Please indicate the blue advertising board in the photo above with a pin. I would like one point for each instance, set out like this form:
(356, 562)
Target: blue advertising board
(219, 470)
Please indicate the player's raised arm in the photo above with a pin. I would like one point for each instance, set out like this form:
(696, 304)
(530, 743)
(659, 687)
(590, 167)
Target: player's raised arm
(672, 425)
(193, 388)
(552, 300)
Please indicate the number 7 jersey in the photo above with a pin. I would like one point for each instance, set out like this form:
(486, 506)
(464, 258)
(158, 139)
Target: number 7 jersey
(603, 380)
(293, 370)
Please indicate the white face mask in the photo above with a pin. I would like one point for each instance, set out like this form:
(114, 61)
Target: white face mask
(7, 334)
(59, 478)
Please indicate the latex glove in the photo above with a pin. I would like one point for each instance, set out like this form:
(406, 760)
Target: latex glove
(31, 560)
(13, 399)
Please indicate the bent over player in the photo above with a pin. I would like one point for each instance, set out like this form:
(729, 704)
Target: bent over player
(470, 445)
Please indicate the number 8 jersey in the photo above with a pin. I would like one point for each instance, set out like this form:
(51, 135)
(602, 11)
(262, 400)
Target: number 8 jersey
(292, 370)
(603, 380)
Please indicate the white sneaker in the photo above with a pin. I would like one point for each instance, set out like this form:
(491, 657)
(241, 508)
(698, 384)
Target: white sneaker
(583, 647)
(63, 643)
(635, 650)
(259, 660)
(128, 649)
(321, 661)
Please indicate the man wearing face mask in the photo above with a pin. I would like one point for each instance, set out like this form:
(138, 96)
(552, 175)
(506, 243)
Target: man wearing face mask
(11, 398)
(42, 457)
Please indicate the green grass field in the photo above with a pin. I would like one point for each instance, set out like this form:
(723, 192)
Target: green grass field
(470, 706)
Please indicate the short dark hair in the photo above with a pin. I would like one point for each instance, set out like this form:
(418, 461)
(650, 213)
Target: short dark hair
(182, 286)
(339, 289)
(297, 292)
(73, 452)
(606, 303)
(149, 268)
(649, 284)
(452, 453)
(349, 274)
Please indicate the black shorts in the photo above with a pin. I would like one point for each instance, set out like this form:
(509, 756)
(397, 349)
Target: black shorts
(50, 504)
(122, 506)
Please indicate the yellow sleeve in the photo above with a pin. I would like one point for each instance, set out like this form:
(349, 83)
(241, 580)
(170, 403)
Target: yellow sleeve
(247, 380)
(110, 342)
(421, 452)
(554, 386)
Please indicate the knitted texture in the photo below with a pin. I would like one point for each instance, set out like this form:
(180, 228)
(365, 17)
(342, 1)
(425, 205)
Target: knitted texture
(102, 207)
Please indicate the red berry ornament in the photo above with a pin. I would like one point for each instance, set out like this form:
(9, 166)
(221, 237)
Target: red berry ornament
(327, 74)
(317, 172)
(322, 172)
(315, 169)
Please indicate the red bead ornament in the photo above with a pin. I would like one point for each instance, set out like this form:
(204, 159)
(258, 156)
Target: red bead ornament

* WHAT THIS TASK INVOLVES
All of the records shown above should be reproduced exactly.

* TASK ANSWER
Please indicate the blue advertising board in the photo above with a pin. I would like one point for each instance, set out like this form:
(356, 562)
Target: blue advertising board
(219, 470)
Please indicate the player's raised arm in the photo above with a pin. I would like one point for each instance, set out like this form:
(696, 304)
(530, 743)
(659, 687)
(590, 167)
Target: player's raised arm
(672, 425)
(193, 388)
(552, 300)
Please indicate the number 7 jersey in the photo above with a pin. I would like one point for each instance, set out like this form:
(486, 506)
(464, 258)
(158, 139)
Target: number 7 jersey
(603, 380)
(293, 370)
Please indicate the white face mask in the photo above with a pin. I would like one point for each instance, set out like this form:
(114, 61)
Target: white face mask
(7, 334)
(59, 478)
Please indicate the latex glove in the photo above with a pin. I would like one point for each instance, set out like this form:
(406, 760)
Target: latex glove
(31, 560)
(13, 399)
Please indicate the bent over player in the photo above with a pin. I would like one point for each instance, set out like this form:
(729, 704)
Target: bent over player
(470, 445)
Please indicate the number 8 jersey in the photo above with a pin. I would like one point for each instance, set out like this form:
(51, 135)
(602, 11)
(262, 400)
Target: number 8 jersey
(292, 370)
(603, 380)
Please indicate the white sneaker in the photo above with a pin. I would like one point for each instance, set out like this form:
(491, 657)
(241, 508)
(698, 384)
Target: white sneaker
(583, 647)
(63, 643)
(635, 650)
(259, 660)
(128, 649)
(321, 661)
Please indicate the man wearing face mask in the photo above with a pin. I would like one point for each instance, set out like this form:
(138, 96)
(552, 175)
(506, 243)
Target: man wearing face mask
(11, 398)
(42, 457)
Please indicate the green grass field in the photo above with a pin. I would like one point for each instance, set out like this form:
(723, 192)
Target: green grass field
(470, 706)
Please indicate the short dark hair in the photo above with a pin. I would like one point for each instance, set out like this form:
(418, 461)
(650, 213)
Target: short dark hair
(182, 286)
(339, 289)
(297, 292)
(73, 452)
(606, 303)
(149, 268)
(649, 284)
(452, 453)
(349, 274)
Please indicate the black shorts in the photo above with a pin. I would like one point for each instance, set out like this form:
(509, 756)
(397, 349)
Target: black shorts
(50, 504)
(122, 506)
Please indicate the yellow sleeve in the photo above with a pin. I would like one point for each instance, set out like this form:
(349, 83)
(241, 580)
(170, 403)
Target: yellow sleeve
(247, 380)
(110, 342)
(421, 452)
(554, 386)
Please indicate the knitted texture in the photo below with a pin. I would like one point for each instance, set out like this form:
(180, 228)
(365, 17)
(342, 1)
(425, 205)
Target: knitted texture
(102, 207)
Please indicate the red berry ornament in the photo above with a pin. I would like one point for each instance, set out like this form:
(9, 166)
(221, 237)
Target: red berry ornament
(327, 74)
(317, 172)
(322, 172)
(315, 169)
Please indicate the red bead ornament in the photo above with a pin. I would like one point for each instance, set out like this form:
(204, 159)
(258, 156)
Target: red bead ornament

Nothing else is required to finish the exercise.